Copy out all of the records below word for word, leaving the picture out of your answer.

"""

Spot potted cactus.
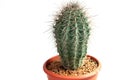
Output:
[43,2,101,80]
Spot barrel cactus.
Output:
[53,3,90,70]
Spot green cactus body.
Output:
[53,3,90,70]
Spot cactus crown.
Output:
[53,3,90,70]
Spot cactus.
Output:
[53,3,90,70]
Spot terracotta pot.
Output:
[43,55,101,80]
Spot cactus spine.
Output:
[53,3,90,70]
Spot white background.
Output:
[0,0,120,80]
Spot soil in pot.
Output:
[47,56,98,76]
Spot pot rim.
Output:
[43,55,101,79]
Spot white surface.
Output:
[0,0,120,80]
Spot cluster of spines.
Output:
[53,3,90,69]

"""

Response to this exercise -
Spot potted cactus.
Output:
[43,2,101,80]
Spot barrel cactus.
Output:
[53,3,90,70]
Spot green cactus body.
Output:
[53,3,90,70]
Spot cactus crown.
Output:
[53,3,90,70]
Spot cactus.
Output:
[53,3,90,70]
Spot terracotta pot.
Output:
[43,55,101,80]
Spot cactus spine.
Output:
[53,3,90,70]
Spot white background.
Output:
[0,0,120,80]
Spot soil in pot.
Output:
[47,56,98,76]
Spot pot rim.
Output:
[43,55,101,79]
Spot white surface.
Output:
[0,0,120,80]
Spot cluster of spines.
Output:
[53,3,90,69]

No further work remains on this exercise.